> **What the exercise asks**
Rewrite the part of the post on motorcycle commuting below, starting with "Every once in" and going on through "just a minute.", with "blog" replaced by "site".

Every once in a while I need to get back to what this blog was actually started for. That's the encouragement to use a motorcycle for commuting. Even further, to use a bike for everyday transportation as much as possible. Whatever I write about in this blog, that factor is always on my mind.
As I travel around I keep a watch for bikes being used as work commuters. I came across one in a very special parking place. Back to that in just a minute.
In accordance with my established habit, I can't stop myself from taking a very short side trip first!
The other day I was in the middle of trying to help an architect sell a client on a product I represent. One of our lines is a plastic locker. It's pretty beefy while looking good. The other popular choice is metal lockers. Our line is more durable. Not only that, but we use recycled content. The standard locker contains 30 percent post consumer material. There is also the option of having a hundred percent recycled content. Between the increasing push to use "green" products and the ever growing LEEDS standards, our lockers are being specified more often.
So this client wants to see some lockers that have already been installed. The client is a big health care facility. I happened to know of a similar facility in Eugene. I offered to meet the client there but they did not want to make the four hour round trip. The next best thing was pictures. Which is how I found myself riding to Eugene with the Nikon in a saddlebag.

> **Information supplied**
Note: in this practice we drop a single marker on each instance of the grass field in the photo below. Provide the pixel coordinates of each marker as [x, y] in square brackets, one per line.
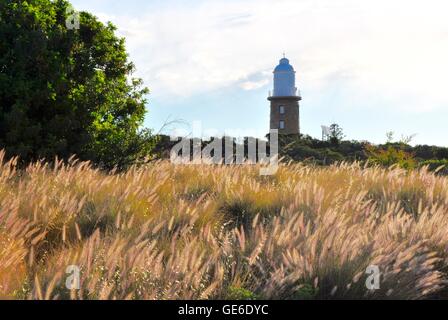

> **Result of the exercise**
Every once in a while I need to get back to what this site was actually started for. That's the encouragement to use a motorcycle for commuting. Even further, to use a bike for everyday transportation as much as possible. Whatever I write about in this site, that factor is always on my mind.
As I travel around I keep a watch for bikes being used as work commuters. I came across one in a very special parking place. Back to that in just a minute.